Work to complete:
- A) Reproduce the pointing records verbatim, everything from the line containing "Target: man in blue shirt" down through the last line of the records.
- B) Please continue the forum post about curve-fitting plane maintenance labor data from the point where it stops.

[Begin Page]

I am trying to plot the following sample data where a plane is worked on for (c_num days (x)) and how much someone works on that plane a day (MTC_Daily_Lbr_percent (y)).I created the below coding where I tried to do curve fit but I am very new to curve fit and Matplotlib. Is there any way to take this data and plot a histogram? I know that its supposed to be a left skewed bell (with maybe another slight upwards motion towards the end date)Also, is there some type of way to have an equation produced? That way I can forecast?
The data was too large so I can putting it in the comments below
import pandas as pd
import numpy as np
import datetime as dt
from datetime import timedelta
from datetime import datetime
from dateutil.relativedelta import relativedelta
import matplotlib.pyplot as plt
from scipy.optimize import curve_fit
from numpy import arange
data={}
df=pd.DataFrame(data)
df1=df.copy()
df1["Tot_Lbr_Hrs"] = df1["Tot_Lbr_Hrs"].astype(float)
df1["Daily_Tot_Lbr_Hrs"] = df1["Daily_Tot_Lbr_Hrs"].astype(float)
df1["Day_Counter"] = df1["Day_Counter"].astype(int)
df1["MTC_Daily_Lbr_percent"] = df1["MTC_Daily_Lbr_percent"].astype(float)
# c_days: the number of days the plane was getting fixed. removes days from cdays. divide daycounter by the number in cdays
df1['Start_Date'] = pd.to_datetime(df1['Start_Date']).dt.date
df1['End_Date'] = pd.to_datetime(df1['End_Date']).dt.date
df1["c_days"] = (df1["End_Date"] - df1["Start_Date"]) + timedelta(days=1)

[End Page]
[Begin Dataset records]

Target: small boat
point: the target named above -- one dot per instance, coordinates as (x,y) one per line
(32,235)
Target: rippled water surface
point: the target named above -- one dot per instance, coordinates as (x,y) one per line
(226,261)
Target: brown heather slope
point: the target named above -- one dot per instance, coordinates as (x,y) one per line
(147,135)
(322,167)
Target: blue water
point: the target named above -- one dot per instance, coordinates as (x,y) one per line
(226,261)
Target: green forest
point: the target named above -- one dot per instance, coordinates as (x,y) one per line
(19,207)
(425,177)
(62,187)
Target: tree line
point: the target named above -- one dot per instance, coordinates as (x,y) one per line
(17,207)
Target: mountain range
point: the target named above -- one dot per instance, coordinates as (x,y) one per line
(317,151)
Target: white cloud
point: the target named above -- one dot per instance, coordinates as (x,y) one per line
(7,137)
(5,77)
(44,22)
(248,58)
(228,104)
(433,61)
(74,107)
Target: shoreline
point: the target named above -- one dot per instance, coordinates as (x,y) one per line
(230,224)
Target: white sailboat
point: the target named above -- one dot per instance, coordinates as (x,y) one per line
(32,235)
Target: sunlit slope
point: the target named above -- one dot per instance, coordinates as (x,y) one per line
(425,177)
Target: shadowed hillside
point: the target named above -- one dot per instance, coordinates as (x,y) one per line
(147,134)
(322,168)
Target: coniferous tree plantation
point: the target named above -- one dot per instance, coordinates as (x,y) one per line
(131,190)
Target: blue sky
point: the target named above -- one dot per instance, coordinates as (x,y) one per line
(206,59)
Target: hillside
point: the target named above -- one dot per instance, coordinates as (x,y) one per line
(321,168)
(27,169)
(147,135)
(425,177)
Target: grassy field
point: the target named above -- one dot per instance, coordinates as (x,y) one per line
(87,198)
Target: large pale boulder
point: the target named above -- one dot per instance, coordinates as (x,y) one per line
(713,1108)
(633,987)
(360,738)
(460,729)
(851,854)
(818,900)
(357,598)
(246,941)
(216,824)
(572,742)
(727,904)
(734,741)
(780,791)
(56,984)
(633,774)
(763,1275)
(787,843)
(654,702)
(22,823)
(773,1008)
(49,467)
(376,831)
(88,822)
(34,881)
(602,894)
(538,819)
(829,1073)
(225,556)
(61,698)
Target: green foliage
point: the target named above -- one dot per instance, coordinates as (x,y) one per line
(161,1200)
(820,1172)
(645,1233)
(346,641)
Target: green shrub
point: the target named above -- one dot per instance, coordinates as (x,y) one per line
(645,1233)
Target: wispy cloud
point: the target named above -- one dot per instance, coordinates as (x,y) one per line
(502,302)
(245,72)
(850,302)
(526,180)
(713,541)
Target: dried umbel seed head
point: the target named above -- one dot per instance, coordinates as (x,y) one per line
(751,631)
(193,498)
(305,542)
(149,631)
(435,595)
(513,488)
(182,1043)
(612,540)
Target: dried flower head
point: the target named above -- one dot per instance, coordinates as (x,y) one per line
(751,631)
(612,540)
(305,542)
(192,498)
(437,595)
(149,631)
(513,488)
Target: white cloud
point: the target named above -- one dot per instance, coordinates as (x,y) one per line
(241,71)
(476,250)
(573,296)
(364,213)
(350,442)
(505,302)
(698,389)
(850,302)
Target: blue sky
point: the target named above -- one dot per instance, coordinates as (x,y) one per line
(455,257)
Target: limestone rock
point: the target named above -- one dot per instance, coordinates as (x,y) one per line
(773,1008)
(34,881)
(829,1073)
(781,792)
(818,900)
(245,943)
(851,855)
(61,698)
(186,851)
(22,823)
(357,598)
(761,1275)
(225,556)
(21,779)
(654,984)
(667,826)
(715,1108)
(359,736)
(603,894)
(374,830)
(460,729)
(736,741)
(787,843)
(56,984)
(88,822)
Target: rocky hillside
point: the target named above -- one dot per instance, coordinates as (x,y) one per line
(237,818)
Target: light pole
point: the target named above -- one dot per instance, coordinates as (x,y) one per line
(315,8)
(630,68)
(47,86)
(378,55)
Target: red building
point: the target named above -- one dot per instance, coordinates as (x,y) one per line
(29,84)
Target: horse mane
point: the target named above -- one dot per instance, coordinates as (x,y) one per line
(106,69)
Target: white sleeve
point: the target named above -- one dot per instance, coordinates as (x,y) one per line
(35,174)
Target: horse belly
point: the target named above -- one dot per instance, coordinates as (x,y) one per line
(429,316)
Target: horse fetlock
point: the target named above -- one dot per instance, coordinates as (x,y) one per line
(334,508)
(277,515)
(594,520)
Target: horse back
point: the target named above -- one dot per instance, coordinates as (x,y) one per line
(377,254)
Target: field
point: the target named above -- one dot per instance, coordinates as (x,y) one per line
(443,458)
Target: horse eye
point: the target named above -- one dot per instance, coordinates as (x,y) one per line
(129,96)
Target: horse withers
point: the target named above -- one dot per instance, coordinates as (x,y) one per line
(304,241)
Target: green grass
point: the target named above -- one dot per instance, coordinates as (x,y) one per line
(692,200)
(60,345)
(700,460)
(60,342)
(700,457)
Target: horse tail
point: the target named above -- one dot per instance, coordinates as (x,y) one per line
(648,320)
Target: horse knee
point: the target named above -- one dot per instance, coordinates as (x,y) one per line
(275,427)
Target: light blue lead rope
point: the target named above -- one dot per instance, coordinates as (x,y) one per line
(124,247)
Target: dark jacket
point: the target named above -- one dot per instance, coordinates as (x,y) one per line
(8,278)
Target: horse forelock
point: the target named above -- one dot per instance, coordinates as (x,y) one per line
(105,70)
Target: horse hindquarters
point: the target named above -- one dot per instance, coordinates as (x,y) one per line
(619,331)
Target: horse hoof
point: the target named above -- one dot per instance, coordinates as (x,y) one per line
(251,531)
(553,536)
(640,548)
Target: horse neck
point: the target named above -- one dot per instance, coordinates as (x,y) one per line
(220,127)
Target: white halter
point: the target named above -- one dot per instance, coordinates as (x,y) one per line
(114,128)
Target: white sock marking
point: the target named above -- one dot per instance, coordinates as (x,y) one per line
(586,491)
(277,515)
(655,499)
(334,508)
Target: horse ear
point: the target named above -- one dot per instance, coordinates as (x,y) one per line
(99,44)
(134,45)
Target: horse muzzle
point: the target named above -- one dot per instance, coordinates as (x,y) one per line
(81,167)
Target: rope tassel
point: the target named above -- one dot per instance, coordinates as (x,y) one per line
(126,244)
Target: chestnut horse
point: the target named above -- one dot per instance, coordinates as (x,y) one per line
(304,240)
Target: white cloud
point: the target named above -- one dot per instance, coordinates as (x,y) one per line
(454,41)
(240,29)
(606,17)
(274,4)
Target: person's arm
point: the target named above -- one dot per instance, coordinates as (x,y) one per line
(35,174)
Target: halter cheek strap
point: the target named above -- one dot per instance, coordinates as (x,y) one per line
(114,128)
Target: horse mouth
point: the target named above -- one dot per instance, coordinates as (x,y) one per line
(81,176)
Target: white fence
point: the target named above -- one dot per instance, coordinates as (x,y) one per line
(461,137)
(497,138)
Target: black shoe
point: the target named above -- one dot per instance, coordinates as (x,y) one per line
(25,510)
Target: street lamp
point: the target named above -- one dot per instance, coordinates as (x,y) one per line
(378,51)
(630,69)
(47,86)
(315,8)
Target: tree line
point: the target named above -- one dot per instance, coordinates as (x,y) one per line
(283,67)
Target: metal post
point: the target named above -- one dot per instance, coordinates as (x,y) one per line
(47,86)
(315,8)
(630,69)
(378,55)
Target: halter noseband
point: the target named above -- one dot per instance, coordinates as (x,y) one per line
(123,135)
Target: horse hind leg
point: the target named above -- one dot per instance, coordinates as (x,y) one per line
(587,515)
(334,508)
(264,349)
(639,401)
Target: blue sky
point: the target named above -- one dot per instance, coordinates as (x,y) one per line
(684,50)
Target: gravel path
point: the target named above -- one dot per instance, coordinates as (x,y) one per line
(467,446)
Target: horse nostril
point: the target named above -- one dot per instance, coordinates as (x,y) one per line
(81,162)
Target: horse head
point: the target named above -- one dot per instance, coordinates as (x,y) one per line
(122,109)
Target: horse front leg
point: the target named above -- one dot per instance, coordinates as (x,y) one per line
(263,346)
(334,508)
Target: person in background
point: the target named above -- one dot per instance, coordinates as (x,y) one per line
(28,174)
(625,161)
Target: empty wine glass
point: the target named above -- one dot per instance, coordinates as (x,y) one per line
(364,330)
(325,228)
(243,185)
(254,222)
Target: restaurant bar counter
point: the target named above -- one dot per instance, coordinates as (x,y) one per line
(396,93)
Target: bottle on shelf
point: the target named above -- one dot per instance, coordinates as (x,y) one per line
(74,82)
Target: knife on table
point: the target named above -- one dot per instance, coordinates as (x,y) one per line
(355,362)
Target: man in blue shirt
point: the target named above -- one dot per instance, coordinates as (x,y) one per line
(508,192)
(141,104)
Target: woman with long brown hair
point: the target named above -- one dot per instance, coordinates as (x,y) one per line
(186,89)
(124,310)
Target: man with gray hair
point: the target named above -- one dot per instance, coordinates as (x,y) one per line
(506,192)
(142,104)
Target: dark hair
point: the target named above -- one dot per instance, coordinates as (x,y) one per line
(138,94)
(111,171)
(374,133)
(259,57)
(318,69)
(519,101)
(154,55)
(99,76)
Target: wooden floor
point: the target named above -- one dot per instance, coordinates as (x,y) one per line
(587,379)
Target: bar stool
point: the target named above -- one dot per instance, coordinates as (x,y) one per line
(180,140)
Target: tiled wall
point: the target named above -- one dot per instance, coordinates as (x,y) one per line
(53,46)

[End Dataset records]

Expected responses:
- A)
Target: man in blue shirt
point: the target named above -- one dot per instance, coordinates as (x,y) one per line
(508,192)
(141,104)
Target: woman with long brown hair
point: the target named above -- one dot per instance, coordinates as (x,y) one per line
(186,89)
(124,310)
Target: man with gray hair
point: the target named above -- one dot per instance, coordinates as (x,y) one per line
(506,192)
(142,104)
Target: dark hair
point: the target named above -- one dot per instance, coordinates as (x,y) one per line
(138,94)
(111,171)
(374,133)
(259,57)
(318,69)
(519,101)
(154,55)
(99,76)
Target: wooden floor
point: the target named above -- one dot per instance, coordinates as (x,y) one per line
(587,379)
Target: bar stool
point: the target named above -- one dot per instance, coordinates as (x,y) one per line
(180,140)
Target: tiled wall
point: the target named above -- one dot per instance, coordinates as (x,y) one per line
(53,46)

- B)
df1["c_days"] = df1["c_days"].astype(str)
df1['c_num'] = df1["c_days"].str.split(" ", n=1, expand=True)[0].astype(int)
df1['day_normalized']= df1['Day_Counter'] / df1['c_num']
#There are a select few bow where the start/end cdays does not equal the labor days. We are removing those from further analyses
optimal = df1.loc[(df1['day_normalized'] <= 1)]
optimal = df1.loc[(df1['day_normalized'] <= 1)]
xpoints= optimal['day_normalized']
ypoints= optimal['MTC_Daily_Lbr_percent']
plt.scatter(xpoints, ypoints)
plt.show()
x=xpoints.values
y=ypoints.values
# calculate polynomial
z = np.polyfit(x, y, 3)
f = np.poly1d(z)
# calculate new x's and y's
x_new = np.linspace(x[0], x[-1], 50)
y_new = f(x_new)
plt.plot(x,y,'o', x_new, y_new)
plt.xlim([x[0]-1, x[-1] + 1 ])
plt.show()